◆ Supplied entries ◆
-*-

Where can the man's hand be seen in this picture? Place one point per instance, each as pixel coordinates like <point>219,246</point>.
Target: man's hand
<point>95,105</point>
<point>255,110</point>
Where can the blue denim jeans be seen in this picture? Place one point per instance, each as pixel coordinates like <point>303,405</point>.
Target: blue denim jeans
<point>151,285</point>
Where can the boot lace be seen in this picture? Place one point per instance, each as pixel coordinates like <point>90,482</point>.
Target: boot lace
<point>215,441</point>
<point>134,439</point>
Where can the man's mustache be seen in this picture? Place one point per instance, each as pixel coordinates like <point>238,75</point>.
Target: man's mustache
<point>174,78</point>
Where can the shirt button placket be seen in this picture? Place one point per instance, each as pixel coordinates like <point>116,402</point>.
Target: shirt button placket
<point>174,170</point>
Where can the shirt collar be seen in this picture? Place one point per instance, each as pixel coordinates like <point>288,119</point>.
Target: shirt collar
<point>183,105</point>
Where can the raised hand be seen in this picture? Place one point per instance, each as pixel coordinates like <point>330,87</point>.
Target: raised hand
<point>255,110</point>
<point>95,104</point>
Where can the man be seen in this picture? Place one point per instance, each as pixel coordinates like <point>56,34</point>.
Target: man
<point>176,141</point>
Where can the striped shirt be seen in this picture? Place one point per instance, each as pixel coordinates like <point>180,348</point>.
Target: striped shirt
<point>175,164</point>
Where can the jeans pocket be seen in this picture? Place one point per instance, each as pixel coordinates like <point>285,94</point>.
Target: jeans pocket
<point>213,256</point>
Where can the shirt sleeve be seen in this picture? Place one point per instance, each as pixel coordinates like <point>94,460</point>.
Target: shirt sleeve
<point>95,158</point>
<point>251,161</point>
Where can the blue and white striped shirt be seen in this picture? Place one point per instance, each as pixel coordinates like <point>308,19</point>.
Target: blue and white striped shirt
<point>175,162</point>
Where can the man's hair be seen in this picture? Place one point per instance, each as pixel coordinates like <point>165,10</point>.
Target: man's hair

-*-

◆ Your objective ◆
Give again, word for word, the lines of the listing, starting at its first line and ending with the line containing "Where can the man's mustache".

◆ Result of this exercise ◆
Where can the man's hand be seen in this picture? Place one point per instance, each as pixel coordinates like <point>219,246</point>.
Target: man's hand
<point>95,105</point>
<point>255,110</point>
Where can the blue denim jeans be seen in this picture? Place one point per instance, each as pixel coordinates like <point>303,405</point>.
Target: blue denim jeans
<point>151,285</point>
Where can the boot lace be seen in this picture? Place one point per instance, each as pixel coordinates like <point>90,482</point>.
Target: boot lace
<point>215,441</point>
<point>134,439</point>
Where can the man's mustache be seen in this picture? Place one point per instance, each as pixel coordinates like <point>238,75</point>.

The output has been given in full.